* **Problem**
Rewrite the rows starting with the line containing "Where can you find the green" and going on through the last line of the rows, requests included. Multiply every coordinate in the answers by 1.45 and round each to a whole number, with halves rounding up.

* Start *

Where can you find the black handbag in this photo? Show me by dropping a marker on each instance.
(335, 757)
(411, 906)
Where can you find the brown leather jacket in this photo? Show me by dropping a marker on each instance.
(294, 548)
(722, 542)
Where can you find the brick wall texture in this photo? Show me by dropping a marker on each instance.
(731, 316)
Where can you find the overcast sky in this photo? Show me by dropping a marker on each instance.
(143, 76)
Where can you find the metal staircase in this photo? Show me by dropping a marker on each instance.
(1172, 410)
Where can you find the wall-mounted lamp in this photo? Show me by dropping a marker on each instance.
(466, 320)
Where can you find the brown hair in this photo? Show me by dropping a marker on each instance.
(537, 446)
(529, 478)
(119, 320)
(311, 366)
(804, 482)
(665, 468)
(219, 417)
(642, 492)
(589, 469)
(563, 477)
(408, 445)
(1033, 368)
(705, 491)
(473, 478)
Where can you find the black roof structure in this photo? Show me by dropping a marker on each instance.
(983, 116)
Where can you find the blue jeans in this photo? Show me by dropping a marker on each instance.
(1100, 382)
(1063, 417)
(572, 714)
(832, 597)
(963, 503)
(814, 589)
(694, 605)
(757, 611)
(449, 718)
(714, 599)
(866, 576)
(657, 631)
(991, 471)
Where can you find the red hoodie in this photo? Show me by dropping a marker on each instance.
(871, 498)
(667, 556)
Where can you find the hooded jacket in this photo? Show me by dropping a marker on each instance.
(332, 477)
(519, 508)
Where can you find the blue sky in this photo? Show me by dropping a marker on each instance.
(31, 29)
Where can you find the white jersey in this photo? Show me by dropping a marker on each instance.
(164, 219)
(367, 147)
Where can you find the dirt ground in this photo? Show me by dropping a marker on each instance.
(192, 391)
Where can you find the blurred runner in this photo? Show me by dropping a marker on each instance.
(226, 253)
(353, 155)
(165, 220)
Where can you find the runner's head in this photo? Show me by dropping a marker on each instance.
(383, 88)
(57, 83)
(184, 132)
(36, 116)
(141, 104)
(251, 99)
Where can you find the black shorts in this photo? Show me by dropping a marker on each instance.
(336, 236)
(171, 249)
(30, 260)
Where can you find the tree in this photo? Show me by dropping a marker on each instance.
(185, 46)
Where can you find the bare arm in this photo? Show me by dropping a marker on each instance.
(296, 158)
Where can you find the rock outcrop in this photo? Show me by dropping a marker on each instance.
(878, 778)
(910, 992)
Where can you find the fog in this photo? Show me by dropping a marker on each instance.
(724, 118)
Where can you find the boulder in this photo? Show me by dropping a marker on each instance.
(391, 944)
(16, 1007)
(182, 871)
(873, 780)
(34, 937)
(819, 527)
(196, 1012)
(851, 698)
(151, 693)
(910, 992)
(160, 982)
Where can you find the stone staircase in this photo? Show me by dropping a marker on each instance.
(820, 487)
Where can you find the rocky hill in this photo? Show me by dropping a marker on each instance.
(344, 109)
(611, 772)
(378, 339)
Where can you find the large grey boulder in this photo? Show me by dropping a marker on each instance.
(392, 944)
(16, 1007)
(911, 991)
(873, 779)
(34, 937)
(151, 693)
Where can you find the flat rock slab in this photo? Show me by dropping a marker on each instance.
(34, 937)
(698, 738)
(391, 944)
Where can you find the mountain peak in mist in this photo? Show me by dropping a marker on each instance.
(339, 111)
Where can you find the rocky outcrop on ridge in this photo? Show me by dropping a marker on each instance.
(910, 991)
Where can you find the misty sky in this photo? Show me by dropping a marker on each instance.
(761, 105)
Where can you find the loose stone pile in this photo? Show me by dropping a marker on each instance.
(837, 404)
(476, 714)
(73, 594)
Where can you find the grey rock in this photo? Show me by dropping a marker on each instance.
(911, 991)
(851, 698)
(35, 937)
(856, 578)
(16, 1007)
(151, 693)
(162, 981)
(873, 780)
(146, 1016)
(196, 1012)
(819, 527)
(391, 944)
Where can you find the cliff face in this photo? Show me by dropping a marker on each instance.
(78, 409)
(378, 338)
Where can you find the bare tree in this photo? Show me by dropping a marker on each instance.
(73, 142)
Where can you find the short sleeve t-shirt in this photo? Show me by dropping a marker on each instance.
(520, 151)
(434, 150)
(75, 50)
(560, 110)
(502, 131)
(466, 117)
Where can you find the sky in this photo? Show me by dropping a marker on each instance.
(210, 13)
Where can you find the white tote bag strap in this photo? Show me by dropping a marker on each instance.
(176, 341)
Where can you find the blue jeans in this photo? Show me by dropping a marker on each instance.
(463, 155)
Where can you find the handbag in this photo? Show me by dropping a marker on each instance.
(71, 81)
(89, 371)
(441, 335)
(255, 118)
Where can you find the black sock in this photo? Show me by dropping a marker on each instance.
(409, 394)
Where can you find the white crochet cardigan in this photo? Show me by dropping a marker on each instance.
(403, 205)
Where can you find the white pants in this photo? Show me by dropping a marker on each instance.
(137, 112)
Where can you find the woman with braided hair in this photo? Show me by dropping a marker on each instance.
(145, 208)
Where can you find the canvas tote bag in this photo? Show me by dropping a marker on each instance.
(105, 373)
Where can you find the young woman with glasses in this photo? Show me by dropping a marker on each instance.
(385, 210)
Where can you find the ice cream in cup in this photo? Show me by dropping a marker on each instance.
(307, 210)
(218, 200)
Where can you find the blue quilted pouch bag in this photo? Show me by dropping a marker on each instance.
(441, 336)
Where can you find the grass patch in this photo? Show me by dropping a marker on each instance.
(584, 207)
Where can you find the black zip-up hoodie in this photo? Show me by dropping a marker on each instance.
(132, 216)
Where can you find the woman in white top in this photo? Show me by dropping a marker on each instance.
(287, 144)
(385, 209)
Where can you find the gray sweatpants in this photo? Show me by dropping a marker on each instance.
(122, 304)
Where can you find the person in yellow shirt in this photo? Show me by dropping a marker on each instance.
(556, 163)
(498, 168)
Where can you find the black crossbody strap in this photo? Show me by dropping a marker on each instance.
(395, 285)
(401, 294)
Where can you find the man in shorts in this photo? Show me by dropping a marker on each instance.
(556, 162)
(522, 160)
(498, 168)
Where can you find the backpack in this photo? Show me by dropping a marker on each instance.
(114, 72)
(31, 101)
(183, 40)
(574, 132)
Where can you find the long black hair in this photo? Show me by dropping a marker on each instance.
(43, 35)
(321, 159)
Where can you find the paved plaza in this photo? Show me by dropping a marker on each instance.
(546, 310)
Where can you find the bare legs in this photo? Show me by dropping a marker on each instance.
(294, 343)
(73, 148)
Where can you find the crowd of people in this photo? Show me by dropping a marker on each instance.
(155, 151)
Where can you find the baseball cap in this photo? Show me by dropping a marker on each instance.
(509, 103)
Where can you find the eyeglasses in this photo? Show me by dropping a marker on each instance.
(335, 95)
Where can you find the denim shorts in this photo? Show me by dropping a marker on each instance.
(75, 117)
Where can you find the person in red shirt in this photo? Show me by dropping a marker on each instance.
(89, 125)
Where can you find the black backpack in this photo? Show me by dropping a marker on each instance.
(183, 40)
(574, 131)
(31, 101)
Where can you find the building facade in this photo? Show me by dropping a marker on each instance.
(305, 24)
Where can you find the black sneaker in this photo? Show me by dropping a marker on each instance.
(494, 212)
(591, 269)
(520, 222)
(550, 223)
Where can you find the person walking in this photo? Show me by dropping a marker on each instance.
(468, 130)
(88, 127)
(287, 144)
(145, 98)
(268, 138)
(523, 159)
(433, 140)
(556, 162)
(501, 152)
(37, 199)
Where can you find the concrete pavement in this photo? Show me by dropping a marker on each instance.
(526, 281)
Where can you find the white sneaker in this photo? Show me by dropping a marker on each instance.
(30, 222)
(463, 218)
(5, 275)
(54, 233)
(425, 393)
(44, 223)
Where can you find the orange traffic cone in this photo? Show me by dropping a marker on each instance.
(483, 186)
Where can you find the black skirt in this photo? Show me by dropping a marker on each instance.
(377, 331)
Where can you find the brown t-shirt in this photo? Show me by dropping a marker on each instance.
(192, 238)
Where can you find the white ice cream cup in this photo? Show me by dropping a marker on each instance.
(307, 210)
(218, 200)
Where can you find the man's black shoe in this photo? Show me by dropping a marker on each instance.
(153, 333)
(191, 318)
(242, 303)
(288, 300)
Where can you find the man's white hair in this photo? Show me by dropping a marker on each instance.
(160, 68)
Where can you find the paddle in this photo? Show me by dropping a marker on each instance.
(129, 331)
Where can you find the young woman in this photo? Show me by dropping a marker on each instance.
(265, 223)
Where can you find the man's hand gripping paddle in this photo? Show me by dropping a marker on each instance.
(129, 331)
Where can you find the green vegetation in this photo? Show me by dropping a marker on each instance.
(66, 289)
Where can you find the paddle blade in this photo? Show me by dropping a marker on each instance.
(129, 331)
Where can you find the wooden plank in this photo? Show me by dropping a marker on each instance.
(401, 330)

* End *

* **Result**
Where can you find the green vegetation in this photo? Show me by dropping a marker on each instance.
(96, 419)
Where can you find the paddle blade in this photo? Show me by dropping a marker on each instance.
(187, 480)
Where can you find the wooden plank in this photo? Show me by dropping a marker on each instance.
(581, 479)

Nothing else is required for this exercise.